▶ _PROBLEM DESCRIPTION_:
Reproduce the data below verbatim, beginning with the line that contains "of the large" and ending with the line that contains "15;0;384;359", both included.

>> start INFORMATION SUPPLIED

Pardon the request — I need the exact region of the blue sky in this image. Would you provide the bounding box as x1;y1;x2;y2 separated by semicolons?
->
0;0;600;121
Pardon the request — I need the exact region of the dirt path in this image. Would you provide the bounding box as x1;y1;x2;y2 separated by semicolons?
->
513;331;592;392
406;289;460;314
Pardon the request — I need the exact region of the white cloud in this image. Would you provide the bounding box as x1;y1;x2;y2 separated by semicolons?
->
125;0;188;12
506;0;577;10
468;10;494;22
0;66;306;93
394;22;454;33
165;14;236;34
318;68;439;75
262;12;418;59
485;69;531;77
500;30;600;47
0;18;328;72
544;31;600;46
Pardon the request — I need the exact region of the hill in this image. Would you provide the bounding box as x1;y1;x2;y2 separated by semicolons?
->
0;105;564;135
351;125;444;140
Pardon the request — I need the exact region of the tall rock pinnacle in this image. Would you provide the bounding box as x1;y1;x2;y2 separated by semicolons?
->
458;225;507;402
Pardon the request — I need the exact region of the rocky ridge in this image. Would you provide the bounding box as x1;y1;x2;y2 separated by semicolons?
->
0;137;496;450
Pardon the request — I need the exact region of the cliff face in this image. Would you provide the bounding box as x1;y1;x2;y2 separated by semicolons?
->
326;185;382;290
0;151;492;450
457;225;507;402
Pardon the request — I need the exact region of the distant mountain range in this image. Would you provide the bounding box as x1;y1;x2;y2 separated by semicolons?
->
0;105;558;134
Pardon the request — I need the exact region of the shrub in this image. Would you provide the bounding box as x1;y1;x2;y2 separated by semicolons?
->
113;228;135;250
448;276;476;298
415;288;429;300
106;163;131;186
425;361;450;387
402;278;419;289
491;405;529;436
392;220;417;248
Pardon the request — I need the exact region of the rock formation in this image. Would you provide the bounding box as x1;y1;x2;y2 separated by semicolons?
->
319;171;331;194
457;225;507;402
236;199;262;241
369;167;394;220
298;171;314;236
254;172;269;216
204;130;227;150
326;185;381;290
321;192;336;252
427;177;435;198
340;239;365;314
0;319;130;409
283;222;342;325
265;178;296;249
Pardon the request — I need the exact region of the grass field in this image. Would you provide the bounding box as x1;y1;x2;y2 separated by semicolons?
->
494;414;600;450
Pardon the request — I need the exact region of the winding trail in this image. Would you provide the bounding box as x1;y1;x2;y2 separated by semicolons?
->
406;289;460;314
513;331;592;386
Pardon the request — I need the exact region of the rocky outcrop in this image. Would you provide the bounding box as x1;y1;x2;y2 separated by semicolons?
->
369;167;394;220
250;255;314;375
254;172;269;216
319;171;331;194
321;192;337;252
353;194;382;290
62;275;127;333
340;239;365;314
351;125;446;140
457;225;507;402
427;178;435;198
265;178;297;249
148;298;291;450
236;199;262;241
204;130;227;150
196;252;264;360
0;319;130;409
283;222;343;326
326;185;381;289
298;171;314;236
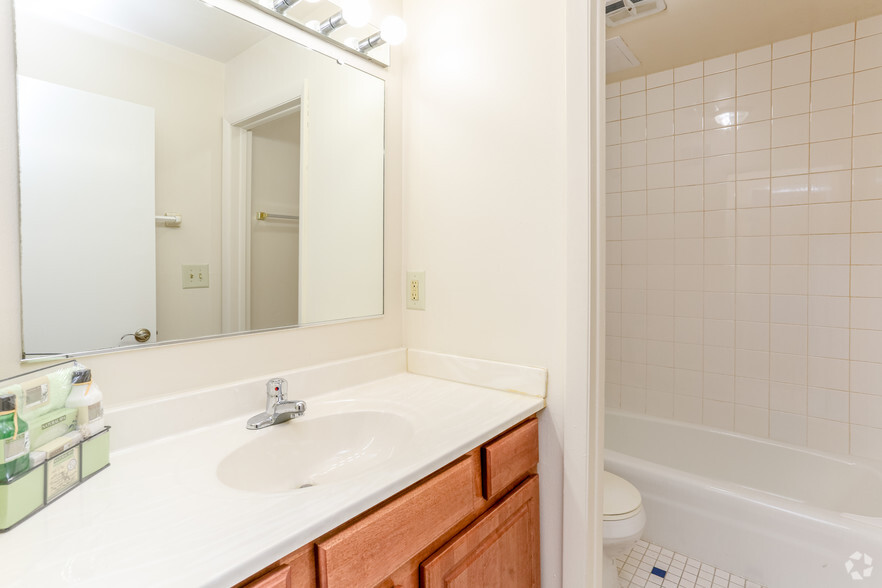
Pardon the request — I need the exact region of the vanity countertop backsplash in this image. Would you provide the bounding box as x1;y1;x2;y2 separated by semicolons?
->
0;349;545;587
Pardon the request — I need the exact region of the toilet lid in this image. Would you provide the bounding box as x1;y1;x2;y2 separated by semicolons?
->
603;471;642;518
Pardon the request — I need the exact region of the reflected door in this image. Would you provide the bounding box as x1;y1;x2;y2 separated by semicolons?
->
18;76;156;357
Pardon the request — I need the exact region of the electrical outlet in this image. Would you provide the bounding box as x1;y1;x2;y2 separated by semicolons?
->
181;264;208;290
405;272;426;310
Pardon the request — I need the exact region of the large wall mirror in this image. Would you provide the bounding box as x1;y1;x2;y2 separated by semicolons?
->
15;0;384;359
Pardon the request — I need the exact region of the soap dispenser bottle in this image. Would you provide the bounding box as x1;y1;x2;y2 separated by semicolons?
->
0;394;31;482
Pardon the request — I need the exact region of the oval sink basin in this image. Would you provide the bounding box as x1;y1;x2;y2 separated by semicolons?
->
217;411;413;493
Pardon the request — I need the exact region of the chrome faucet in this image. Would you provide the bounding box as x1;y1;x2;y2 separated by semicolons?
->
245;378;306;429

>> end INFORMATION SUPPLIED

▶ _SOLUTION_:
Pardon the request — I need the exact region of the large wall mirror in this image. Would you provide the bounding box as x1;y1;x2;y2 separated by semicolons?
->
15;0;384;359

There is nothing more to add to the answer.